INSTRUCTIONS TO FOLLOW:
What is needed is the run of lines from the one with "Exercise. Point out every instance of the police car front" through the close of the data, set down exactly.

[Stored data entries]
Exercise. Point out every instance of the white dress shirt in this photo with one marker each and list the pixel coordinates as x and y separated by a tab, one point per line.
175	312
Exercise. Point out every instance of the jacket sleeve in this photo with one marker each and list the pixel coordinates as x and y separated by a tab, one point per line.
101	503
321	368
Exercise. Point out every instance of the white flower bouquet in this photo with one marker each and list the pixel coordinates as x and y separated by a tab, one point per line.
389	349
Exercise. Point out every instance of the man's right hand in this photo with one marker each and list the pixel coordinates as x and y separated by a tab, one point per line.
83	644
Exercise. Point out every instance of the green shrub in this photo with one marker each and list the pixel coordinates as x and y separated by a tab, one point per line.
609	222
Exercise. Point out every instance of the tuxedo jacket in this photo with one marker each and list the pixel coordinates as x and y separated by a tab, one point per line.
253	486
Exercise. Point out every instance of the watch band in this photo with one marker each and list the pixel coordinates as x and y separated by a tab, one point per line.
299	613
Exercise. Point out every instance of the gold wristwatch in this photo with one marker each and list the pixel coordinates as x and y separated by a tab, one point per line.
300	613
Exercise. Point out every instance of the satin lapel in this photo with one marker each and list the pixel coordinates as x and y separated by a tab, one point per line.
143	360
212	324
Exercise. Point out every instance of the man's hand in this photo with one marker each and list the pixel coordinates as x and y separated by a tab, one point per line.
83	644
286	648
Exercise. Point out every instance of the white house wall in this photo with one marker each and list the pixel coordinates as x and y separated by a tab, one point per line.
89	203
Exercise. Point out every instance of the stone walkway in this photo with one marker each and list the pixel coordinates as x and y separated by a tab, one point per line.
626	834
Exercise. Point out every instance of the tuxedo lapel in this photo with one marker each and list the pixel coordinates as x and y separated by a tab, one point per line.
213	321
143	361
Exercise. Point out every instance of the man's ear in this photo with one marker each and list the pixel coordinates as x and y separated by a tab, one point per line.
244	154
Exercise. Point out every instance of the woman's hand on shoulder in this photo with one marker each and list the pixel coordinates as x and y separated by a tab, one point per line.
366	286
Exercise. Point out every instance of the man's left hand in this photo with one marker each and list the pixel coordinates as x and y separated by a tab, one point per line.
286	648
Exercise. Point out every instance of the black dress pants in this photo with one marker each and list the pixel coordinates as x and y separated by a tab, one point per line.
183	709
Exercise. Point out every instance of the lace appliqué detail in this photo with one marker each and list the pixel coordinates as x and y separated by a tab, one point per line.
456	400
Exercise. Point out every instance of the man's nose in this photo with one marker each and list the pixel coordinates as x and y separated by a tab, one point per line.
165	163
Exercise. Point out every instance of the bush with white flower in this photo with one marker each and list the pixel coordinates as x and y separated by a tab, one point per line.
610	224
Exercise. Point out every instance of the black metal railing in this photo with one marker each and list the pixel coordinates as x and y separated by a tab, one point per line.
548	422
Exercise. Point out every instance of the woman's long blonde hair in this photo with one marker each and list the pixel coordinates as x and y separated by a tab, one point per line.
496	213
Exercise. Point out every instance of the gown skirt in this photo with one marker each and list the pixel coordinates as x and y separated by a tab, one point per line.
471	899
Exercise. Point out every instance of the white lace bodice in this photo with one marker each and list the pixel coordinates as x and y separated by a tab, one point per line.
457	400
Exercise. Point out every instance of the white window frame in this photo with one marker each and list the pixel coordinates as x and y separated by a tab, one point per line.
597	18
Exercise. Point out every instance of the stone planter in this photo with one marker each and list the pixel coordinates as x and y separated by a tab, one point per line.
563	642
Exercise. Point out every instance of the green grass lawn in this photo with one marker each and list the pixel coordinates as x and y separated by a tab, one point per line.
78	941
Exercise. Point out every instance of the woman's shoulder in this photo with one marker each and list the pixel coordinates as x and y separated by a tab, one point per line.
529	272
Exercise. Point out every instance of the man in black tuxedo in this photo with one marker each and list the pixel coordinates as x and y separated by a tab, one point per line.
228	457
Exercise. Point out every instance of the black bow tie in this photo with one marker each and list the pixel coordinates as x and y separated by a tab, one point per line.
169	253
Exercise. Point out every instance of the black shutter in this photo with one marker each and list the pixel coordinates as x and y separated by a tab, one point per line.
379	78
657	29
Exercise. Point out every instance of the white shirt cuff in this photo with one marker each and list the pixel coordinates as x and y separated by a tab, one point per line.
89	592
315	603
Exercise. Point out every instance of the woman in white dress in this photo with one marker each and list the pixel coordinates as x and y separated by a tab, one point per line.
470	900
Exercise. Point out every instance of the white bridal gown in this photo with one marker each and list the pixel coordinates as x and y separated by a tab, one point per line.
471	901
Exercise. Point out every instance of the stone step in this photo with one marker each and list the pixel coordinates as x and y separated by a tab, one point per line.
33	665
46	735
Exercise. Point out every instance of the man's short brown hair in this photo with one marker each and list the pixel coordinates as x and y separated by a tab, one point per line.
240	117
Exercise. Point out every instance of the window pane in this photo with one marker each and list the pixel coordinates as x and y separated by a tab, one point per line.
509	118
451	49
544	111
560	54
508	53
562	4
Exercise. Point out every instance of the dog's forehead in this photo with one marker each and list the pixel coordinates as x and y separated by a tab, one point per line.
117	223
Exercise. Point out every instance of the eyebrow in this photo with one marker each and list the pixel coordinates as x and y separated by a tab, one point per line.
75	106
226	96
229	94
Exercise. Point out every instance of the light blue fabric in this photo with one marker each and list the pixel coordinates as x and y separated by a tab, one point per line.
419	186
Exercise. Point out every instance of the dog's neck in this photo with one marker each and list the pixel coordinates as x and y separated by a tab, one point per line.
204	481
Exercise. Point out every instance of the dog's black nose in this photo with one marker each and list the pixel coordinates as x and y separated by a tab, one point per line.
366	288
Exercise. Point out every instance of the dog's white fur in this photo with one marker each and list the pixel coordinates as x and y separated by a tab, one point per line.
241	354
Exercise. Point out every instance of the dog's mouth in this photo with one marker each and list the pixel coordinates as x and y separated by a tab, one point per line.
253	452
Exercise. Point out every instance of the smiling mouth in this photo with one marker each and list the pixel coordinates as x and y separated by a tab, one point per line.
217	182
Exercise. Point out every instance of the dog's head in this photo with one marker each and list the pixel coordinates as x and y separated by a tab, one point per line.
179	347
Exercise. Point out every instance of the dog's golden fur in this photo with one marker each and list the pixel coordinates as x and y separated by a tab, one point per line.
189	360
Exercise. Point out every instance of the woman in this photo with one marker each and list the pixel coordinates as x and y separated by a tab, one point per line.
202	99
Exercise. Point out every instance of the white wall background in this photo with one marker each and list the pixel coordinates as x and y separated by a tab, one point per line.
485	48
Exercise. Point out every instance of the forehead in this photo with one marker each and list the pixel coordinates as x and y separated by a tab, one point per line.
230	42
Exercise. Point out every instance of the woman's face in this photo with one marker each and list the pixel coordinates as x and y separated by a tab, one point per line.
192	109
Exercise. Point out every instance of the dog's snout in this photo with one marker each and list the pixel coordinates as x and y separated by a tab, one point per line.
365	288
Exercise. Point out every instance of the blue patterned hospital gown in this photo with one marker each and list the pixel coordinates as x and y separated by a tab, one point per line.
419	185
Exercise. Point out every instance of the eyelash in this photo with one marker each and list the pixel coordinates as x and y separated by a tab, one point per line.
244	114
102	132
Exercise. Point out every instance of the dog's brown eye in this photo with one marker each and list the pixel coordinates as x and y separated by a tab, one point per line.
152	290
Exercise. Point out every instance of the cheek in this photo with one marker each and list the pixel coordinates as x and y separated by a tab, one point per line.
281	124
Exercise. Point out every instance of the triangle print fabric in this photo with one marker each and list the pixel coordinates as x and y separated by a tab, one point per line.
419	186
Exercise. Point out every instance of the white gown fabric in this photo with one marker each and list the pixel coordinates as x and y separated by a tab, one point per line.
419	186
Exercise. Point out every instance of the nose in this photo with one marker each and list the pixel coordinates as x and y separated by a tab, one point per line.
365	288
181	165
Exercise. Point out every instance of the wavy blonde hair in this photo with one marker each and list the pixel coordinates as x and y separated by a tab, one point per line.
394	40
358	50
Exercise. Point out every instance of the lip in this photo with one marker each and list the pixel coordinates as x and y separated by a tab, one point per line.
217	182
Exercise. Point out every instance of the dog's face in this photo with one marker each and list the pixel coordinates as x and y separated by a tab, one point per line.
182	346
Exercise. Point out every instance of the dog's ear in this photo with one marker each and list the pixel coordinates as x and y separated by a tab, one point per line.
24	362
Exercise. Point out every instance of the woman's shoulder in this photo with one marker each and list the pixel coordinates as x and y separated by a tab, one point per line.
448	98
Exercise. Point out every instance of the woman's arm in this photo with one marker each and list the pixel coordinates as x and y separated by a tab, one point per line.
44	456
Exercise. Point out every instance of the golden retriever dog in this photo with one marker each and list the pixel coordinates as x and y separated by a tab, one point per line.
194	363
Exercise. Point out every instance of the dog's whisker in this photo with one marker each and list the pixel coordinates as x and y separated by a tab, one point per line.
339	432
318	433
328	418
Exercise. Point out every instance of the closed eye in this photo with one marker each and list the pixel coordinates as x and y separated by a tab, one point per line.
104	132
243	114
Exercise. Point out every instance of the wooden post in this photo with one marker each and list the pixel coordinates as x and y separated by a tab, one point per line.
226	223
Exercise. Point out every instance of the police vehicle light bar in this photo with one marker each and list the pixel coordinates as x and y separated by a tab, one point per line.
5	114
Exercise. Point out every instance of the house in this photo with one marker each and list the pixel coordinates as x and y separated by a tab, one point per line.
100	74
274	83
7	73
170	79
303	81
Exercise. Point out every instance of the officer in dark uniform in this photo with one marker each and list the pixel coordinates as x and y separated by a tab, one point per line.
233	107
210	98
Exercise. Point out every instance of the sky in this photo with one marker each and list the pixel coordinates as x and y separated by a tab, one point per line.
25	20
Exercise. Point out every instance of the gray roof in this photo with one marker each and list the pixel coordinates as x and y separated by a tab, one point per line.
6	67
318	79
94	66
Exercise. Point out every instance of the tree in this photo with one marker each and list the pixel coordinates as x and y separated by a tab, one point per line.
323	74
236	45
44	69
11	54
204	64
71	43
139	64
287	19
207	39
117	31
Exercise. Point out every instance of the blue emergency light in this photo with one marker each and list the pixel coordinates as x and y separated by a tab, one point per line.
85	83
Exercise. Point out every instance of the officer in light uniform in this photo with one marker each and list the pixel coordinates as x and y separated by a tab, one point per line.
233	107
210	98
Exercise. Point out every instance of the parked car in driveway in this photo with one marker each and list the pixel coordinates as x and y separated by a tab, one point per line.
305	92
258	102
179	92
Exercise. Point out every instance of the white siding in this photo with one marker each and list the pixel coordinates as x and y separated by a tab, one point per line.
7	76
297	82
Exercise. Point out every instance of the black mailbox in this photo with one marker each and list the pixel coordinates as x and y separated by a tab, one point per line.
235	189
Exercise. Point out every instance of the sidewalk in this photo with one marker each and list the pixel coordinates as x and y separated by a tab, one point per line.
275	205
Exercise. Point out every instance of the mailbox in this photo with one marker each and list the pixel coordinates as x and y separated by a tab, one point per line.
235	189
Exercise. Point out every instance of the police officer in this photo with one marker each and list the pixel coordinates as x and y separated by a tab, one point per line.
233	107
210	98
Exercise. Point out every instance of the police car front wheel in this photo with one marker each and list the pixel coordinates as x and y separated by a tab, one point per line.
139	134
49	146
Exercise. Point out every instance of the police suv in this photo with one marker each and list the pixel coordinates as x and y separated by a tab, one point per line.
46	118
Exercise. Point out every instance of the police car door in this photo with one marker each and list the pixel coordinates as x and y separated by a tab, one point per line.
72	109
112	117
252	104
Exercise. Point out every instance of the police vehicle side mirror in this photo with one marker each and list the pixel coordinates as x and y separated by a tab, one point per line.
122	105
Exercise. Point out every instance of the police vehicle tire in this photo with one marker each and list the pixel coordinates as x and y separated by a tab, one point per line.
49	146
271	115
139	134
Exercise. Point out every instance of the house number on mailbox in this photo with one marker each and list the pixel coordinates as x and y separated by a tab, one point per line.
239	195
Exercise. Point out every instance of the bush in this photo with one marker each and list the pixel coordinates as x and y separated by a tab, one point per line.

RESULT BELOW:
Exercise. Point out every instance of the police car front wheel in this photo with one marker each and list the pixel coordinates as x and y separated by a tab, one point per line.
139	134
49	146
Exercise. Point out every instance of the police suv in this photo with one marker each and list the pixel coordinates as x and y separated by a tab, one point per line.
46	118
Exercise. Point out every instance of the police car door in this photo with one marker each and list the pixel coordinates as x and y separated by a tab, one point per line.
72	109
112	117
252	104
Exercise. Point out every instance of the police vehicle side mirror in this photo with one marker each and list the pixel coordinates as x and y separated by a tab, one point per line.
122	105
Exercise. Point out every instance of the police vehicle tire in this photo with one marker each and list the pixel coordinates as x and y separated by a tab, one point per line.
49	146
271	115
139	134
Exercise. Point out every instance of the house number on mailbox in this photo with one marker each and list the pixel coordinates as x and y separated by a tab, one point per line.
239	195
Exercise. Point out every instance of the bush in this photo with one marker each and list the pixel coordinates as x and y separated by a tab, one point per line.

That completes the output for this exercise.